__Assignment__.
Nothing but the lines from the start of the entries through the line containing "box: [0, 0, 2048, 731]" should appear in the answer, each given exactly.

__Given data__.
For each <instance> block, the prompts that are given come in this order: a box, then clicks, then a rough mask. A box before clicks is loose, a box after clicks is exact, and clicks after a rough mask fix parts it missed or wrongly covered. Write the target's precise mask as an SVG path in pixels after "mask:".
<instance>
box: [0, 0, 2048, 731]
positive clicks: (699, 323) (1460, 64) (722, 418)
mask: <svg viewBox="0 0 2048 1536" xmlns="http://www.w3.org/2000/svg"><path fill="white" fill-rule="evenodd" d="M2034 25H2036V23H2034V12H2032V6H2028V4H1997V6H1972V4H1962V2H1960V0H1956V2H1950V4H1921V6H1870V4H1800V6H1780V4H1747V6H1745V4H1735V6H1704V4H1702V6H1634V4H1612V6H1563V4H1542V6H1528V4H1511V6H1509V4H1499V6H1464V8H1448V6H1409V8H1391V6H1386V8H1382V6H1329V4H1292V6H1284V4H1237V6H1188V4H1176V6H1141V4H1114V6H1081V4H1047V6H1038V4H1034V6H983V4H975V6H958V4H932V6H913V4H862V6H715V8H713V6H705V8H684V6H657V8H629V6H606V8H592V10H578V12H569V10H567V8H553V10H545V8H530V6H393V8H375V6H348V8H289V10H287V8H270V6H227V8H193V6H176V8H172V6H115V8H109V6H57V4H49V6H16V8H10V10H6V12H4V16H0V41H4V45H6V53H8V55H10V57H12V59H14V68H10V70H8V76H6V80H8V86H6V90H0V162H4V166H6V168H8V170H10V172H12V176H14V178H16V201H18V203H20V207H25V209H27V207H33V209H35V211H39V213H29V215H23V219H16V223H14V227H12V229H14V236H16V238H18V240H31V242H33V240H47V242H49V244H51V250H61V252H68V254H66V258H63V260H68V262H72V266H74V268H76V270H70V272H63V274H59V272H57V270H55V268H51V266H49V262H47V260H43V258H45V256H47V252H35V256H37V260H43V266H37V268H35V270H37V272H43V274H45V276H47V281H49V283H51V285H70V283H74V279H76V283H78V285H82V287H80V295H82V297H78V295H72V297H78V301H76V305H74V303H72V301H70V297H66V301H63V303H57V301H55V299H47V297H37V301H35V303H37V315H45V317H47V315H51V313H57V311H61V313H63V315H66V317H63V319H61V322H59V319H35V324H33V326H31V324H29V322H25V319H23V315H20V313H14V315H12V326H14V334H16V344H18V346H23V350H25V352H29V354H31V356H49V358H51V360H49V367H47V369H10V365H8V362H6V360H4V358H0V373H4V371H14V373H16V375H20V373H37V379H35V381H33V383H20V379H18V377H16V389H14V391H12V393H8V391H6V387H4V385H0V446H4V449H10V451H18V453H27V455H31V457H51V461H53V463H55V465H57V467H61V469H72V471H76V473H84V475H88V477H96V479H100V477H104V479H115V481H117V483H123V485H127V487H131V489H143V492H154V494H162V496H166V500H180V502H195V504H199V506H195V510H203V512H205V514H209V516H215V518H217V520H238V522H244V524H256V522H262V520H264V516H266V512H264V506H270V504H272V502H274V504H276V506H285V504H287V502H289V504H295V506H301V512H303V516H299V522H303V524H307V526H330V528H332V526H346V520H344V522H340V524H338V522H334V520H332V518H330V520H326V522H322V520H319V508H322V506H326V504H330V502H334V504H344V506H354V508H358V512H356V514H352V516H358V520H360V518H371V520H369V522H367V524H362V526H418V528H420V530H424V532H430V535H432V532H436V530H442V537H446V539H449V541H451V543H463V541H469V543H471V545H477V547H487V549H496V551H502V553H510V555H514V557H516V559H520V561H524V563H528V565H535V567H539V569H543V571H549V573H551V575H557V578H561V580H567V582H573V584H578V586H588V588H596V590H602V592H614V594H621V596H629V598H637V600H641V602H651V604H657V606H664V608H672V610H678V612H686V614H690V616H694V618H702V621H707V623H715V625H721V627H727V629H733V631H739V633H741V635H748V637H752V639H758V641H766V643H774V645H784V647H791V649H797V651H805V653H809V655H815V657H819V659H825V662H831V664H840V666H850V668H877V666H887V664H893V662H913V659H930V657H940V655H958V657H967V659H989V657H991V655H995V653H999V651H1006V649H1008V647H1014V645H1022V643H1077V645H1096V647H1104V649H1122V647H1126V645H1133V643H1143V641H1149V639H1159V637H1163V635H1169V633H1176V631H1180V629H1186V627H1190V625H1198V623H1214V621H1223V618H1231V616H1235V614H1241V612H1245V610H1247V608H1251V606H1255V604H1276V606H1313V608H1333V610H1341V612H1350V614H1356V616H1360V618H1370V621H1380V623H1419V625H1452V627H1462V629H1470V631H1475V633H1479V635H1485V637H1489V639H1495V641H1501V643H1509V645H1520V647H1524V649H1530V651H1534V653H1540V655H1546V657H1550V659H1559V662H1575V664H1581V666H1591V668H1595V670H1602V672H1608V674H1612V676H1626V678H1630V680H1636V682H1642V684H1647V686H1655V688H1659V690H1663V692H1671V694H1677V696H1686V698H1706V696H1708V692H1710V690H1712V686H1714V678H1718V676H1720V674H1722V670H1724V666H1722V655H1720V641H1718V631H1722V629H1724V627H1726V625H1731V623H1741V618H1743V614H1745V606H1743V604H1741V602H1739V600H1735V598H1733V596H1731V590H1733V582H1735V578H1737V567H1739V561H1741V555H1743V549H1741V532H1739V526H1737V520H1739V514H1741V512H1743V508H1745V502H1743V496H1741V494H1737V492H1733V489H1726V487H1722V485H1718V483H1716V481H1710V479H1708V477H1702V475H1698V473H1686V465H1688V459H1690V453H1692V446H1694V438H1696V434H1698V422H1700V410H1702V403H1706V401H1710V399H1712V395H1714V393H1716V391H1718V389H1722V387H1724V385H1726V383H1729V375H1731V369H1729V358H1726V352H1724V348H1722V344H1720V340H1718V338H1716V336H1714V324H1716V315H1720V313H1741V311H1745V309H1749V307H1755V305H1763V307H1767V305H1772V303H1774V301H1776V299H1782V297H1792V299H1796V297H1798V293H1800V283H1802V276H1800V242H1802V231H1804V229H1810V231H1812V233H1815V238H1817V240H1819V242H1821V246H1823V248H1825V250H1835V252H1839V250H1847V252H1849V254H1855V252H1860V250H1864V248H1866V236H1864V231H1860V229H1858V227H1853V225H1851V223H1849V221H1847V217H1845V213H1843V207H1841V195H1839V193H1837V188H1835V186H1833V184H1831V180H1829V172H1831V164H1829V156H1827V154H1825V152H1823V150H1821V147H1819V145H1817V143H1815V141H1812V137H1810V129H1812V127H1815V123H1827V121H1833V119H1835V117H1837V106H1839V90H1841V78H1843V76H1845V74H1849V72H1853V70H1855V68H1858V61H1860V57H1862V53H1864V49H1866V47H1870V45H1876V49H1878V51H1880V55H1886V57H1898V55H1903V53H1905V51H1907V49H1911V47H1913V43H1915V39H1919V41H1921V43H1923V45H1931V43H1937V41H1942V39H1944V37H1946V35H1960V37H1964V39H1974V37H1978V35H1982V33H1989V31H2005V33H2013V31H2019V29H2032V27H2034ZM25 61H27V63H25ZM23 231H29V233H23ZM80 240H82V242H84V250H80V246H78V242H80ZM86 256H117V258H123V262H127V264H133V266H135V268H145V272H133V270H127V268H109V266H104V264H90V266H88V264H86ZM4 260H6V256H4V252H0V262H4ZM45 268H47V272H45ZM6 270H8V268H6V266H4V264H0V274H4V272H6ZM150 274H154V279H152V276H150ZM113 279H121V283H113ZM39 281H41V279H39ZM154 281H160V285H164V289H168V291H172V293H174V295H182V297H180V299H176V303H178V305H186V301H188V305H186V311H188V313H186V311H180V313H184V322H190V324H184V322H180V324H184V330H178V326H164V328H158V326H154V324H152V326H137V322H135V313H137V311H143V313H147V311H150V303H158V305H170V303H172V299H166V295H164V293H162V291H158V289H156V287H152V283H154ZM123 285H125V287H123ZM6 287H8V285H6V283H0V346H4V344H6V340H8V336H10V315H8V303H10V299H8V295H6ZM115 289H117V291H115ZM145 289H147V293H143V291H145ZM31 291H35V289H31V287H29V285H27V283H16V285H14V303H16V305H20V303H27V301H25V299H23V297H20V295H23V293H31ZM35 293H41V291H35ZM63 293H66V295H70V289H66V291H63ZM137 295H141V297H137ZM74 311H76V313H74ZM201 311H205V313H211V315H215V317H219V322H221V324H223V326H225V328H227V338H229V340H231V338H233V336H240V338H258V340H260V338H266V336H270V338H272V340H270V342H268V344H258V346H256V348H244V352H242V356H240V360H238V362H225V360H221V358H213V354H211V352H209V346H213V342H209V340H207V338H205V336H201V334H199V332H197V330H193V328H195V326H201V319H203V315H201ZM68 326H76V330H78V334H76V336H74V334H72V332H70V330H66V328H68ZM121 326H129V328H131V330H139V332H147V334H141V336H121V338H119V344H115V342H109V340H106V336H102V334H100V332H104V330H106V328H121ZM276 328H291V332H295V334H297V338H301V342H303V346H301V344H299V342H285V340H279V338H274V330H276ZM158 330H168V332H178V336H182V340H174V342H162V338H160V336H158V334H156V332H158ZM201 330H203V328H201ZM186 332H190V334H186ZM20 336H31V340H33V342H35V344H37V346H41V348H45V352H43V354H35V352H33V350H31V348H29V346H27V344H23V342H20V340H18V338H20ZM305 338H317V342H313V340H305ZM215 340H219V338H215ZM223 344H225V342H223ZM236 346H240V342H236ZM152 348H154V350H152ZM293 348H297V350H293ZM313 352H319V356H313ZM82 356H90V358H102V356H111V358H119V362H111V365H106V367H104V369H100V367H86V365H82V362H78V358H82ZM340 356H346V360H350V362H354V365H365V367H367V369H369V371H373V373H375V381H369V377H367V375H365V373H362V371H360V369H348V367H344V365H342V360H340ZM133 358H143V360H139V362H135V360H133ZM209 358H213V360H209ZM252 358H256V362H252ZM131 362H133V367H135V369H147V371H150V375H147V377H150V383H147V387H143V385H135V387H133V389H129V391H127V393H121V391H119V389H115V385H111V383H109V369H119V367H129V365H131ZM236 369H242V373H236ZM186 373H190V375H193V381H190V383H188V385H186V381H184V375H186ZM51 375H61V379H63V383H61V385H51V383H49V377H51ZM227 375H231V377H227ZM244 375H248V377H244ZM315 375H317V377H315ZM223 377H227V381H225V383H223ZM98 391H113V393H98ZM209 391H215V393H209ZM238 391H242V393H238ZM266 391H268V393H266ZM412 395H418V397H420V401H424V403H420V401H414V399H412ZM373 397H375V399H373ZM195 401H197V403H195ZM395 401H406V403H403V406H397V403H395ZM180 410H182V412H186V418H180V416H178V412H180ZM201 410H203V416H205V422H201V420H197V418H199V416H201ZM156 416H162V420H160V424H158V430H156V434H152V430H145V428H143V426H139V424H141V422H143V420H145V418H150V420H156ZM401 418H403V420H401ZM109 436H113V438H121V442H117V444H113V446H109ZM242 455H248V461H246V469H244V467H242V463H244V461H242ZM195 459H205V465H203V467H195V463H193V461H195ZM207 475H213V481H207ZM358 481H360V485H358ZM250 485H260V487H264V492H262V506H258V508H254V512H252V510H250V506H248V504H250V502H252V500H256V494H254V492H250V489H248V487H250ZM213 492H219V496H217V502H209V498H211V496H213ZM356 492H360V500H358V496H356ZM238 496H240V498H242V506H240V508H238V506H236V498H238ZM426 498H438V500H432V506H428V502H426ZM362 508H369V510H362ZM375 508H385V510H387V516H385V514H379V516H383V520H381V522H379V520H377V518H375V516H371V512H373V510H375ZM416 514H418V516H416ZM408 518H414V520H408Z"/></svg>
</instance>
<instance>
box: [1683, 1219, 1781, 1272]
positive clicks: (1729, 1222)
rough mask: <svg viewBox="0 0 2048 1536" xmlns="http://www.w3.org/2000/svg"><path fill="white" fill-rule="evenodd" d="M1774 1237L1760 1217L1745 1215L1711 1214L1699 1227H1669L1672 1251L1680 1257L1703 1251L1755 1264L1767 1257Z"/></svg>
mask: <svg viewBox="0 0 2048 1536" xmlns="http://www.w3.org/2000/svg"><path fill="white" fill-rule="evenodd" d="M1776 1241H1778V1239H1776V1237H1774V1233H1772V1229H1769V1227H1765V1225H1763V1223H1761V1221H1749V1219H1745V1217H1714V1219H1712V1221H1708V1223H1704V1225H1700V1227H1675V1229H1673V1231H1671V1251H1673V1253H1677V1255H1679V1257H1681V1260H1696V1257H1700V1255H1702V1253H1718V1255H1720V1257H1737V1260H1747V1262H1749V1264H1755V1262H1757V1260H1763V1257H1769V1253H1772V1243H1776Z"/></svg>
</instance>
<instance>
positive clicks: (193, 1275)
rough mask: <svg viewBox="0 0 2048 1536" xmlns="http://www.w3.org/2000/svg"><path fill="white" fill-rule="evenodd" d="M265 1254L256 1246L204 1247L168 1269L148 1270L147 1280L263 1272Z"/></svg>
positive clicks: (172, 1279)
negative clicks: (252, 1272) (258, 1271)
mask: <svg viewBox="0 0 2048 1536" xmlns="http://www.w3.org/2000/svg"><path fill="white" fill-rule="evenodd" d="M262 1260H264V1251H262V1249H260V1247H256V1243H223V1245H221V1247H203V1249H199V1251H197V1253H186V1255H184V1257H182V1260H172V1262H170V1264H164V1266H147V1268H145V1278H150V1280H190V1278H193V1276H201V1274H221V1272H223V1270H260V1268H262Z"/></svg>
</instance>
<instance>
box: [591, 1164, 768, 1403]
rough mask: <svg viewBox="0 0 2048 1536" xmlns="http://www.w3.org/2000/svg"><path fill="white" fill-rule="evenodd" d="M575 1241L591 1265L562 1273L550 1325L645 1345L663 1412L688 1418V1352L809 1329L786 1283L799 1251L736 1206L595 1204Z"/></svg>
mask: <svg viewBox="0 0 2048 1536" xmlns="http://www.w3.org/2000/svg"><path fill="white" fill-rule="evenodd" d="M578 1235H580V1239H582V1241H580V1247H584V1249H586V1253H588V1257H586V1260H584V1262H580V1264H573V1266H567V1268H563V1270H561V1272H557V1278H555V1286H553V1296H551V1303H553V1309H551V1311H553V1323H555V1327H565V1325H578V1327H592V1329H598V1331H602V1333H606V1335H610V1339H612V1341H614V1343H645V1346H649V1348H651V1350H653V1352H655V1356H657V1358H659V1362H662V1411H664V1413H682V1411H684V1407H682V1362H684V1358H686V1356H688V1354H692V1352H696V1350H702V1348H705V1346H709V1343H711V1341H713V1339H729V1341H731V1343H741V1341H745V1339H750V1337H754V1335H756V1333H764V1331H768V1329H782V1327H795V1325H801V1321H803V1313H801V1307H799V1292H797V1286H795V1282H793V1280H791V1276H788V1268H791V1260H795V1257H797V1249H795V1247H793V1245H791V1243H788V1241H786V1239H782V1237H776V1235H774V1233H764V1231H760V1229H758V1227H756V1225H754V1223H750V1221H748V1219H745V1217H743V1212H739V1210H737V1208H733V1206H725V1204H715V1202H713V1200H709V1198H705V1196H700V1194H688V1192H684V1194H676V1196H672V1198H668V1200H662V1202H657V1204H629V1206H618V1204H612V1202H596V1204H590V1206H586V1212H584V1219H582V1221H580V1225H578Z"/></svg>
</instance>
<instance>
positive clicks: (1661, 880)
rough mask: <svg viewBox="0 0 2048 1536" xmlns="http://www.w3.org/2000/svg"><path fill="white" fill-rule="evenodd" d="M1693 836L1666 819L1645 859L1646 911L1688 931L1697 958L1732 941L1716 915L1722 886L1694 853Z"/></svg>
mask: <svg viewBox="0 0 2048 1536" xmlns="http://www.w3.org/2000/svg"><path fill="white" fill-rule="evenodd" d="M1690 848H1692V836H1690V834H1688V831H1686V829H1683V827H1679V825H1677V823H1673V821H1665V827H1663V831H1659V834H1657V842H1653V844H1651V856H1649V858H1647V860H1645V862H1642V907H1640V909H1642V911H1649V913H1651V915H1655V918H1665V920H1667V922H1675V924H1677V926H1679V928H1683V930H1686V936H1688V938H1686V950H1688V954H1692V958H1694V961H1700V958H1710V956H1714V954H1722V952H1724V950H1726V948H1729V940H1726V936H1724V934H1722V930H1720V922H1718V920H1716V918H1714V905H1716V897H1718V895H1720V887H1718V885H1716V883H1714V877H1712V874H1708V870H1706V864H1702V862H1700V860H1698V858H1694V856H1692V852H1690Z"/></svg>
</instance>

__Final answer__.
For each <instance> block, the prompts that are given come in this order: a box, then clicks, then a rough mask. A box before clicks is loose, a box after clicks is exact, and clicks after a rough mask fix parts it missed or wrongly covered. Write the target's precise mask as an SVG path in pixels after "mask:".
<instance>
box: [0, 0, 2048, 731]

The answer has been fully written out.